# Questions to answer
A. Do the following statements agree with the Fruehauf excerpt? Answer yes or no for each, quoting the words of the text that decide it. (i) Fruehauf now uses its economy story only in direct mail. (ii) The parts manufacturer's new plant was in Michigan. (iii) The parts manufacturer bought five trailers and three tractor trucks.
B. Which numbers appear in the Fruehauf excerpt? List each one with what it counts or measures.
C. Summarize the Fruehauf excerpt in two sentences.

# Excerpted text
------------------------------

Fruehauf still regards its economy story as a major selling point, but now uses it only in direct mail. Primarily for private operators, the company cooperates in preparing detailed cost analyses on transportation problems, generally at the request of a prospect who needs equipment. The results help sell the initial prospect, then are used as sales ammunition on companies facing similar problems.
One recent cost analysis was undertaken for an automotive parts manufacturer. The company was opening a new plant in Ohio, 135 miles from Detroit, and had to move 250 tons of material and parts a month. The automotive manufacturer undertook a comprehensive study of transportation charges. The issue finally resolved itself to a comparison between rail and motor transport. Fruehauf engineers supplied basic data to the prospect.
Based on the study, the company bought five Fruehauf trailers and three tractor trucks. Compared with rail rates, the savings to the company for the first four months of operation averaged over $1,650 a month, for an anticipated annual saving of over $20,000.

------------------------------

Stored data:
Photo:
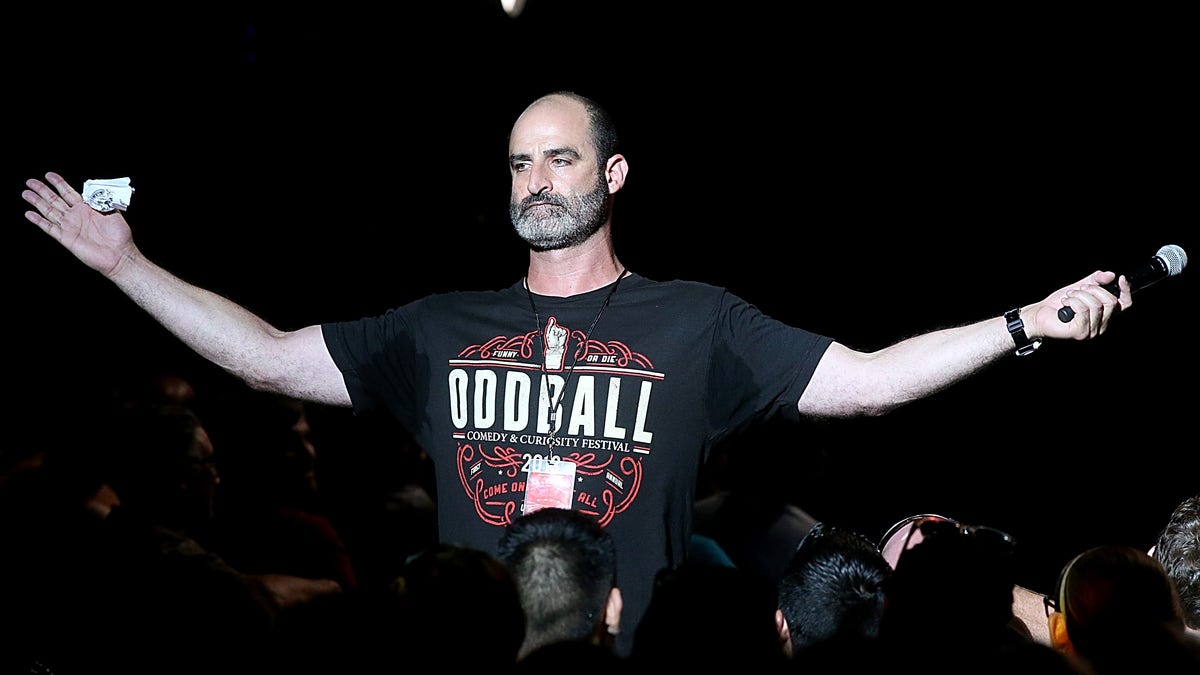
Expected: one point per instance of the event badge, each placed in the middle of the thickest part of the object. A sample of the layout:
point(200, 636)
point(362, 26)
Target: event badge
point(550, 483)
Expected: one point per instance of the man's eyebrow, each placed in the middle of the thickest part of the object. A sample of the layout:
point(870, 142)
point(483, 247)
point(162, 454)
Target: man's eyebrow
point(557, 151)
point(551, 153)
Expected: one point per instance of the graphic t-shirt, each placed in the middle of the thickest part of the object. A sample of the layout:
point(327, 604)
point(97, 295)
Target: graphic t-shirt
point(669, 370)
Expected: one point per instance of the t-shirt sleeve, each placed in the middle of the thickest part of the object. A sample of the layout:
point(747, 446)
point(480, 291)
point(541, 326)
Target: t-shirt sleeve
point(376, 356)
point(761, 365)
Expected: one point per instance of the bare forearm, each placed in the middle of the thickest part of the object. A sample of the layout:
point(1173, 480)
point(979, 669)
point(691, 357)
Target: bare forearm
point(229, 335)
point(850, 383)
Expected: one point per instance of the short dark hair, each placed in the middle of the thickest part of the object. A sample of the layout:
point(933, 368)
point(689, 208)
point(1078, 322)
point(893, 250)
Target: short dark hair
point(1177, 549)
point(565, 566)
point(833, 586)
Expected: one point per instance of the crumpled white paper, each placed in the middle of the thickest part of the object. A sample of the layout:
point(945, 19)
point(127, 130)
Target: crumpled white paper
point(108, 195)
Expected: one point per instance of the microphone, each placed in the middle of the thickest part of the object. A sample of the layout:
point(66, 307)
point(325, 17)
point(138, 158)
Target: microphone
point(1169, 261)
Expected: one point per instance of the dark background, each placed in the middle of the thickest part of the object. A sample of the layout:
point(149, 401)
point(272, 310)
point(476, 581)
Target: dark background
point(864, 173)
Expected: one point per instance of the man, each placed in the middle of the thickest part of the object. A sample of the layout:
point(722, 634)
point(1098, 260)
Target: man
point(565, 568)
point(1177, 548)
point(585, 384)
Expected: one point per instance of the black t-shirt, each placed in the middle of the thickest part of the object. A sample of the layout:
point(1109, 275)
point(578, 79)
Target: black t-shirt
point(669, 370)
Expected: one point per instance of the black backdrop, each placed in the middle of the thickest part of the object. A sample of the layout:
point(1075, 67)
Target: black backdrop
point(868, 174)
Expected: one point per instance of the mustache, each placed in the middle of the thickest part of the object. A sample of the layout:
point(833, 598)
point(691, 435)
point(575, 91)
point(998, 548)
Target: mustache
point(547, 198)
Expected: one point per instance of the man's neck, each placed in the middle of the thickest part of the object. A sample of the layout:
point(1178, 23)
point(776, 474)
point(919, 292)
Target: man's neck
point(573, 272)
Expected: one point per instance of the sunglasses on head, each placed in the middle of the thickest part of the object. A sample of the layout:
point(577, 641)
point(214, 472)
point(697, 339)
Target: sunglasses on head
point(911, 531)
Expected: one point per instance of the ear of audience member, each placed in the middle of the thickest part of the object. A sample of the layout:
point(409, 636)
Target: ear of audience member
point(1117, 609)
point(832, 590)
point(1177, 549)
point(565, 568)
point(701, 615)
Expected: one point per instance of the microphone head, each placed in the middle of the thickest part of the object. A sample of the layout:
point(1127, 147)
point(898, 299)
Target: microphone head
point(1174, 257)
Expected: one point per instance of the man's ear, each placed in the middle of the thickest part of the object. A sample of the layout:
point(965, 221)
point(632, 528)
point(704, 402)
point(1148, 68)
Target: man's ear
point(612, 611)
point(785, 633)
point(616, 169)
point(1059, 638)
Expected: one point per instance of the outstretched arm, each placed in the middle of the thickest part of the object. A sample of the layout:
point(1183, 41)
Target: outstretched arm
point(850, 383)
point(293, 363)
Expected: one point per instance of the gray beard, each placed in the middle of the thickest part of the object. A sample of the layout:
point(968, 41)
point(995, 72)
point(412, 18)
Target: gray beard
point(563, 221)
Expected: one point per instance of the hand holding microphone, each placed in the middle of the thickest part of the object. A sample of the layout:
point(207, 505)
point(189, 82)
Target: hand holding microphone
point(1169, 261)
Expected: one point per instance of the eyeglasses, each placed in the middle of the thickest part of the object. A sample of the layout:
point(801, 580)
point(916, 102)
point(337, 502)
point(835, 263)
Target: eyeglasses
point(916, 527)
point(1050, 603)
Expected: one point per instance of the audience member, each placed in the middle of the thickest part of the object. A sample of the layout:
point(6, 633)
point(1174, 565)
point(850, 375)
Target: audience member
point(1116, 609)
point(565, 568)
point(173, 604)
point(1177, 549)
point(951, 589)
point(1029, 613)
point(832, 590)
point(53, 501)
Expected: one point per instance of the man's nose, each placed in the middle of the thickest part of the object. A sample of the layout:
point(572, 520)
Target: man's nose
point(539, 180)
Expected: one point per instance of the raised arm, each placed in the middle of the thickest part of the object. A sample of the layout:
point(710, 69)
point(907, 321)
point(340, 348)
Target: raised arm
point(293, 363)
point(849, 383)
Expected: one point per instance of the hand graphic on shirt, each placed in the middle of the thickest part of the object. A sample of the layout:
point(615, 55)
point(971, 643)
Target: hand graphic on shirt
point(556, 345)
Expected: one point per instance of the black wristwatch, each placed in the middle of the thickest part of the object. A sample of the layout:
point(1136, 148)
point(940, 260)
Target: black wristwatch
point(1017, 329)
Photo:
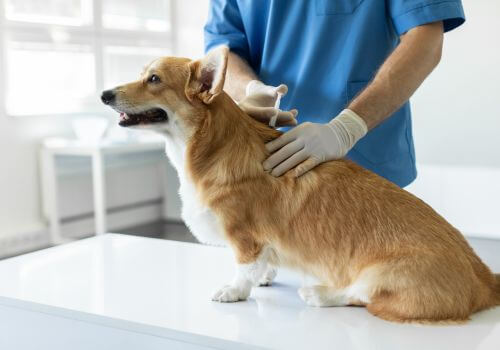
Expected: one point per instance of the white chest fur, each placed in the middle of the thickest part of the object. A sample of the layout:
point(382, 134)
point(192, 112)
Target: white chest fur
point(199, 218)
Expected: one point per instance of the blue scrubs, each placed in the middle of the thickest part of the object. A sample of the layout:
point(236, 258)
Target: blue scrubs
point(327, 51)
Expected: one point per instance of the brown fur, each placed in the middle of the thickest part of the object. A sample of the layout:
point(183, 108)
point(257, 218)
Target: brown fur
point(336, 222)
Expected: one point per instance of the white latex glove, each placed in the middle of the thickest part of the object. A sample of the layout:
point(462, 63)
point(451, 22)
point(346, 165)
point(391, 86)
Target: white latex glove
point(260, 100)
point(310, 144)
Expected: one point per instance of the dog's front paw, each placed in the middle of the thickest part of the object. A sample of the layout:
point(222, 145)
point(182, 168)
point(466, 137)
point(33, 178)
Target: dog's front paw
point(230, 294)
point(268, 278)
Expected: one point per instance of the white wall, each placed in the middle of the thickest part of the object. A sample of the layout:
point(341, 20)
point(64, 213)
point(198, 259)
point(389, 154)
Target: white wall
point(456, 122)
point(457, 125)
point(457, 110)
point(20, 202)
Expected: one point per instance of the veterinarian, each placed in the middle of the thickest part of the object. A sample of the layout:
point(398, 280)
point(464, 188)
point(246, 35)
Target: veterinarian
point(350, 66)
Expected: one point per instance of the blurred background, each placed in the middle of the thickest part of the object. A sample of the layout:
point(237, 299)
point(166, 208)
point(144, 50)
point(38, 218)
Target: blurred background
point(58, 55)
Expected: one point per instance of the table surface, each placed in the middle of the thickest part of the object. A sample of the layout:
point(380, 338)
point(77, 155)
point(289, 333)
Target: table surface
point(163, 288)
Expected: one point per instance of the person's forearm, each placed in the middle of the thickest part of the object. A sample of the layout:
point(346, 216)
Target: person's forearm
point(405, 69)
point(238, 75)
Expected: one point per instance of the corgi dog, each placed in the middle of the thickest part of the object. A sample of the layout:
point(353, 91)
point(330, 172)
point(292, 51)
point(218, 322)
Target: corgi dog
point(366, 240)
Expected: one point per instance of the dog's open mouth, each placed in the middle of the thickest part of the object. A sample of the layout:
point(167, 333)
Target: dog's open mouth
point(155, 115)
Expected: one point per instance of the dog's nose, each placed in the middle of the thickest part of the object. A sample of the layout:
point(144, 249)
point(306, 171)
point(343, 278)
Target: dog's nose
point(108, 97)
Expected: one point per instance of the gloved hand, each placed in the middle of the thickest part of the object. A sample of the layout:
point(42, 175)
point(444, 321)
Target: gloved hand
point(310, 144)
point(259, 104)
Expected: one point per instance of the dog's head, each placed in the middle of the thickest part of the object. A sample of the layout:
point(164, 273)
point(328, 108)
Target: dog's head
point(171, 92)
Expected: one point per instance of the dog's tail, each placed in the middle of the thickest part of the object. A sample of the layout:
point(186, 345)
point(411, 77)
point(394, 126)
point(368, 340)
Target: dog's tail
point(496, 289)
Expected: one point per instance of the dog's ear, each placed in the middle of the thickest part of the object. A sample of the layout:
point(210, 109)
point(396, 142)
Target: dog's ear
point(207, 75)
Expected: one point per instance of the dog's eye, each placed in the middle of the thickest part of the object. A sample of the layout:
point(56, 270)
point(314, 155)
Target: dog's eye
point(154, 79)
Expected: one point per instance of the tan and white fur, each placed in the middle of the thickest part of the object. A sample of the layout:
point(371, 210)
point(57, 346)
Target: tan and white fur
point(369, 242)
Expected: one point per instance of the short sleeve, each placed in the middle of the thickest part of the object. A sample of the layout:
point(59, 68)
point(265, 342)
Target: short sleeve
point(407, 14)
point(225, 27)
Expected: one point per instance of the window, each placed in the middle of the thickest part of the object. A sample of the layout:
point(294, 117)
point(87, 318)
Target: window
point(60, 54)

------------------------------

# Per-task answers
A.
(i) Yes: "now uses it only in direct mail."
(ii) No: "The company was opening a new plant in Ohio, 135 miles from Detroit."
(iii) Yes: "the company bought five Fruehauf trailers and three tractor trucks."

B.
- 135: miles from the new Ohio plant to Detroit
- 250: tons of material and parts to be moved a month
- five: Fruehauf trailers bought
- three: tractor trucks bought
- four: months of operation used to average the savings
- $1,650: average monthly savings over rail rates (over this amount)
- $20,000: anticipated annual saving (over this amount)

C. Fruehauf now promotes its economy story only through direct mail, and it helps prospects, mainly private operators, prepare detailed transportation cost analyses whose results are then used to sell to companies with similar problems. In one such analysis, an automotive parts manufacturer compared rail and motor transport for a new Ohio plant and bought five Fruehauf trailers and three tractor trucks, saving over $1,650 a month compared with rail, for an anticipated annual saving of over $20,000.